- **Exercise prompt**:
Give every entry again, word for word and in full.

- **Provided material**:
'''

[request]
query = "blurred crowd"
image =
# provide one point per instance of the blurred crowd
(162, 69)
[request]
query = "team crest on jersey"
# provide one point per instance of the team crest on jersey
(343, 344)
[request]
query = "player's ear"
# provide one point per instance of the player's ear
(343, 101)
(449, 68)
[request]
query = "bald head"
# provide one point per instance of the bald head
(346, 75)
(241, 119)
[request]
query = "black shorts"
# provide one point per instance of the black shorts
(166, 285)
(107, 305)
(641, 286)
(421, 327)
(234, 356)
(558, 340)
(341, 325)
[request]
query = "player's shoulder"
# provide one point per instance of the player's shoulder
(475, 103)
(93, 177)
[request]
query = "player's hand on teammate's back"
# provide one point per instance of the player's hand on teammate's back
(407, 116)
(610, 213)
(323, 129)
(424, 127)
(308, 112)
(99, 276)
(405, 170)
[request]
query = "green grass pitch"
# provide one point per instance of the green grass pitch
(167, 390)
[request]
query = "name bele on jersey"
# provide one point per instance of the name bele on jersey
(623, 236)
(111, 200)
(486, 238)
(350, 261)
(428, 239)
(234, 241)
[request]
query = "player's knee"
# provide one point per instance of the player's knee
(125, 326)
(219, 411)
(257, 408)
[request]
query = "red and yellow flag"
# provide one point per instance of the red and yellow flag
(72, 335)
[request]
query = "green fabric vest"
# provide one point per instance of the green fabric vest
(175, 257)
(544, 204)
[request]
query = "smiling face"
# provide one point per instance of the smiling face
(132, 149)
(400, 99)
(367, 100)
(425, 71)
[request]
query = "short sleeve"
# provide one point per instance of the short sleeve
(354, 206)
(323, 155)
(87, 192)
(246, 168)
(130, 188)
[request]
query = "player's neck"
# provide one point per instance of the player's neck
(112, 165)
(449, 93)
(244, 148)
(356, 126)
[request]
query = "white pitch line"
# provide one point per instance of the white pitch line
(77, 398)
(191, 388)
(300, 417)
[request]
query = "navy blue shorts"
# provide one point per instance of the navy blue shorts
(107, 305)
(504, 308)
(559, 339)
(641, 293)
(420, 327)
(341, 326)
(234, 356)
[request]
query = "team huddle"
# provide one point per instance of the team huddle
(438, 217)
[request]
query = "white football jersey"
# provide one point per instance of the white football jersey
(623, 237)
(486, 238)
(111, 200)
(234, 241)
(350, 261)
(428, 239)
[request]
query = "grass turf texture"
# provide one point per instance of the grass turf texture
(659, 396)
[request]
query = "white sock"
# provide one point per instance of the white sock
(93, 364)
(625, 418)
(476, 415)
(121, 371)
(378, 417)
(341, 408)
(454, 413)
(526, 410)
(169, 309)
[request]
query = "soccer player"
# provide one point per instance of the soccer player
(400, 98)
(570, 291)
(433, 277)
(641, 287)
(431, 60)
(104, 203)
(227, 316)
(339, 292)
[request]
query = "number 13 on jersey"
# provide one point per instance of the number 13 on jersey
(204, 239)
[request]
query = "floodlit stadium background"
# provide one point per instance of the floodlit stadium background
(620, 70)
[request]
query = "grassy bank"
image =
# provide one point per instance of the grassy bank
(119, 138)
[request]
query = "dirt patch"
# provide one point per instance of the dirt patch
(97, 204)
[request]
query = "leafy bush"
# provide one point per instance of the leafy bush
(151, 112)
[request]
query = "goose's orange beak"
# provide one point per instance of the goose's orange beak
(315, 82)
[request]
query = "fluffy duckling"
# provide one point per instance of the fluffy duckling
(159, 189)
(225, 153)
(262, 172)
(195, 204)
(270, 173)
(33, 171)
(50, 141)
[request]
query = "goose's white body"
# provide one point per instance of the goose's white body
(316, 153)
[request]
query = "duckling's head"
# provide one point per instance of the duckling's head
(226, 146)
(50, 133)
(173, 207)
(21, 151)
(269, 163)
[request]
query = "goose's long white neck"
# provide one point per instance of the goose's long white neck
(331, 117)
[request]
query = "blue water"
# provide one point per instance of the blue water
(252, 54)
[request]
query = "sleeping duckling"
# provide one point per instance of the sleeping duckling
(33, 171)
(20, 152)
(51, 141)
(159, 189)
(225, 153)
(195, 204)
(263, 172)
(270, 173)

'''

- **Written response**:
[request]
query = "blurred crowd"
image =
# provide one point per instance of the blurred crowd
(162, 69)
[request]
query = "team crest on jersey"
# provide one point per instance of the team crest on jersey
(343, 344)
[request]
query = "player's ear"
# provide one point per instance of the player's ear
(343, 101)
(449, 68)
[request]
query = "bald head"
# provide one point per instance of the bald head
(346, 75)
(241, 119)
[request]
query = "black shorts"
# provide one point per instance of the black shorts
(166, 285)
(107, 305)
(641, 286)
(421, 327)
(234, 356)
(558, 340)
(341, 325)
[request]
query = "player's shoulder"
# provide one point per instance of the player's shoulder
(475, 103)
(93, 177)
[request]
query = "player's hand on teammate's back"
# provide one point per instance of the player's hand on teammate's back
(407, 116)
(610, 213)
(323, 129)
(424, 127)
(308, 112)
(99, 276)
(405, 170)
[request]
query = "green grass pitch"
# provide one point per instance of the green grass pitch
(167, 390)
[request]
query = "name bele on jersey"
# provide one point per instance of the name bele on jersey
(623, 236)
(111, 200)
(486, 238)
(350, 261)
(428, 239)
(234, 241)
[request]
query = "player's knee"
# provide one point per instance of the player's knee
(125, 326)
(219, 411)
(257, 408)
[request]
query = "red and yellow flag"
# provide one point per instance of the red and yellow flag
(72, 335)
[request]
query = "green fabric vest"
# provide one point per instance of the green fabric vest
(175, 257)
(544, 204)
[request]
query = "smiling face"
# provide one point per instance of the smiling face
(132, 149)
(400, 99)
(367, 100)
(425, 71)
[request]
query = "short sleeve"
# provide one point per instance of the short sleeve
(354, 206)
(323, 155)
(87, 192)
(246, 168)
(130, 188)
[request]
query = "player's neck"
# provide one point per instance of the player's neck
(112, 165)
(449, 93)
(244, 148)
(356, 126)
[request]
query = "white pitch line"
# provide one point per instance of the white pitch line
(77, 398)
(191, 388)
(300, 417)
[request]
query = "navy blue shorts"
# provide one point per instance of the navy blue shorts
(107, 305)
(504, 308)
(559, 339)
(641, 293)
(420, 327)
(341, 326)
(234, 356)
[request]
query = "team huddle"
# provide one point per instance of the team huddle
(438, 217)
[request]
query = "white football jersey"
# provide one point per instance of the white football jersey
(623, 237)
(486, 238)
(111, 200)
(234, 241)
(350, 261)
(428, 239)
[request]
query = "grass turf texture"
# provide one point per instance of the grass turf texture
(659, 396)
[request]
query = "white sock"
# provide one point per instance of the white sock
(93, 364)
(625, 418)
(476, 415)
(121, 371)
(378, 417)
(341, 408)
(454, 413)
(526, 410)
(169, 309)
[request]
query = "soccer player"
# provide one point per instance of the soccer player
(400, 98)
(570, 291)
(433, 277)
(641, 287)
(431, 60)
(104, 203)
(227, 316)
(339, 292)
[request]
query = "number 13 on jersey"
# provide one point per instance of the number 13 on jersey
(204, 239)
[request]
query = "floodlit stadium background"
# provide one point per instance of the floodlit stadium background
(620, 70)
[request]
query = "grassy bank"
image =
# provide one point per instance of the grassy bank
(119, 138)
[request]
query = "dirt patch"
# provide one point per instance of the dirt patch
(97, 204)
[request]
query = "leafy bush"
# provide one point per instance of the leafy bush
(151, 112)
[request]
query = "goose's orange beak"
# provide one point per instance of the goose's orange beak
(315, 82)
[request]
query = "fluffy duckling"
# provide one point per instance of the fluffy duckling
(159, 189)
(225, 153)
(262, 172)
(195, 204)
(270, 173)
(33, 171)
(50, 141)
[request]
query = "goose's white body"
# provide one point per instance of the goose's white body
(316, 153)
[request]
query = "duckling's head"
# provide one point per instance of the duckling's head
(226, 146)
(50, 133)
(173, 207)
(21, 151)
(269, 163)
[request]
query = "goose's long white neck"
# provide one point per instance of the goose's long white neck
(331, 117)
[request]
query = "blue water"
# provide one point per instance of the blue water
(252, 54)
[request]
query = "sleeping duckling"
# provide one point per instance of the sleeping duckling
(33, 171)
(20, 152)
(51, 141)
(159, 189)
(225, 153)
(195, 204)
(263, 172)
(270, 173)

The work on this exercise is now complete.